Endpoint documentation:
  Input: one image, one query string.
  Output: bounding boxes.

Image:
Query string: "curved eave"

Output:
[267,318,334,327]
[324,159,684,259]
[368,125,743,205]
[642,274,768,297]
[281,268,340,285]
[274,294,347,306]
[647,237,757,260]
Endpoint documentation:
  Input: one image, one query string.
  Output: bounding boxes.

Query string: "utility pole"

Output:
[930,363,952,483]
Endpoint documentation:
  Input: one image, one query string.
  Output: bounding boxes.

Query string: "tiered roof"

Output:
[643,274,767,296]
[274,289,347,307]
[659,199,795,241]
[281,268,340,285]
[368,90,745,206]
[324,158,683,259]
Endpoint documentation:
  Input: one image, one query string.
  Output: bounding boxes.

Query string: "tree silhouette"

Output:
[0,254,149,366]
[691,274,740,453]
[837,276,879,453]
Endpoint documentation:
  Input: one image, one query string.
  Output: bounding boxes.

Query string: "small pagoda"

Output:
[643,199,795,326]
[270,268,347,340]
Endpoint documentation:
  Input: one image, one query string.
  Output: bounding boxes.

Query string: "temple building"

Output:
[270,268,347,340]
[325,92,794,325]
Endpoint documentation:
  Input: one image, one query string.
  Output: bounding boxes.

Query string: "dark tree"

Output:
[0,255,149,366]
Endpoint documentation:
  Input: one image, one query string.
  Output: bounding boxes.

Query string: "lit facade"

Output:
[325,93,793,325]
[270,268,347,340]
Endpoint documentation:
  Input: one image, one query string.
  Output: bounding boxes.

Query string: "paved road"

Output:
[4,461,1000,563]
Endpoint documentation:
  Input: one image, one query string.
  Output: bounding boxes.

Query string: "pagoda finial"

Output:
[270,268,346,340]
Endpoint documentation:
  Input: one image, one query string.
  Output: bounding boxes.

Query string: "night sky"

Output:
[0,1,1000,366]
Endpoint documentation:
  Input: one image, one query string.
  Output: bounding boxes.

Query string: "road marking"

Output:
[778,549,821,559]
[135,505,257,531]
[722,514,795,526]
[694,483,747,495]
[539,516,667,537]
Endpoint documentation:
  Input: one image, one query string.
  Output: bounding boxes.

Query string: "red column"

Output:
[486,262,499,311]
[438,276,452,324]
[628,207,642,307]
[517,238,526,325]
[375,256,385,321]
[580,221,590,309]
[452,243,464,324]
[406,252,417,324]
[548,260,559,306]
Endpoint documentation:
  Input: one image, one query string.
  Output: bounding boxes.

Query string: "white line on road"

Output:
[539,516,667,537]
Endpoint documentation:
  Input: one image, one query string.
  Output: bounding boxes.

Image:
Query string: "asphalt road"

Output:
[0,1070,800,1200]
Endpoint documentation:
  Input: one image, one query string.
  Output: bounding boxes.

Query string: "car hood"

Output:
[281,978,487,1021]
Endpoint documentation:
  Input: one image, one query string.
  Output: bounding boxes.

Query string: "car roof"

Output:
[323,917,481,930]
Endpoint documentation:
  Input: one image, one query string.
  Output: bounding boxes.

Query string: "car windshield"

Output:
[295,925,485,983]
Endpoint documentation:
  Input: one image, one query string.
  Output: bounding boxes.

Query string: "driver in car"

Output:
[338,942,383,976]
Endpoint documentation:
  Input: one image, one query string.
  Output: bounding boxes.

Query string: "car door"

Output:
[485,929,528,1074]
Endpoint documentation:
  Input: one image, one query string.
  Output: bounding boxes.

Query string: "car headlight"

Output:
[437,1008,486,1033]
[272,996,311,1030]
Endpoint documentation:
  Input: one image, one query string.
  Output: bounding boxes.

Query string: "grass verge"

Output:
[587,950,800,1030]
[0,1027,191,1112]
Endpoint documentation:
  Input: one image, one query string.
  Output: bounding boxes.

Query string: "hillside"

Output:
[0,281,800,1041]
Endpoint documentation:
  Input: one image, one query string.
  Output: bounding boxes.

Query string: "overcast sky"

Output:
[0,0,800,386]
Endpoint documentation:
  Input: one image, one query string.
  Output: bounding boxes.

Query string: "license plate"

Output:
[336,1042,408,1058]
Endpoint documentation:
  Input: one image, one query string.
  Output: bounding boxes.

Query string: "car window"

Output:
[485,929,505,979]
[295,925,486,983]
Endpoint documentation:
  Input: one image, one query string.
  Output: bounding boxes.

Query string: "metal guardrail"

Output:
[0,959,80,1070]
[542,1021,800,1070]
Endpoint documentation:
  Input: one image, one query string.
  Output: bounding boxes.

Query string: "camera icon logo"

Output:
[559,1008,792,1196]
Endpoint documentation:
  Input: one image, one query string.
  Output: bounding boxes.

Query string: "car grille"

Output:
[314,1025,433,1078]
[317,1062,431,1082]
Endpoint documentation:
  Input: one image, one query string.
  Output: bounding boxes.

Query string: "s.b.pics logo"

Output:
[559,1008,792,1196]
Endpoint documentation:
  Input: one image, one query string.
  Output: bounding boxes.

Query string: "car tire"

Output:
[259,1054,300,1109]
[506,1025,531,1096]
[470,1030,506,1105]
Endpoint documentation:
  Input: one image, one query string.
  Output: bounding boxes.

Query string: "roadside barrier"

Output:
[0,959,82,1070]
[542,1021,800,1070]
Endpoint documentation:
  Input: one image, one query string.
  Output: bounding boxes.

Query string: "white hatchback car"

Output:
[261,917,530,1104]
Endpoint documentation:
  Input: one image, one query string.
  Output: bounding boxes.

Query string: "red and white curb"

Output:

◇ ◇ ◇ ◇

(PROBLEM)
Copy each line of the records above that contains the string "logo", treating uppercase and lowercase as different.

(REPLY)
Query string: "camera icon logo"
Query string: "s.b.pics logo"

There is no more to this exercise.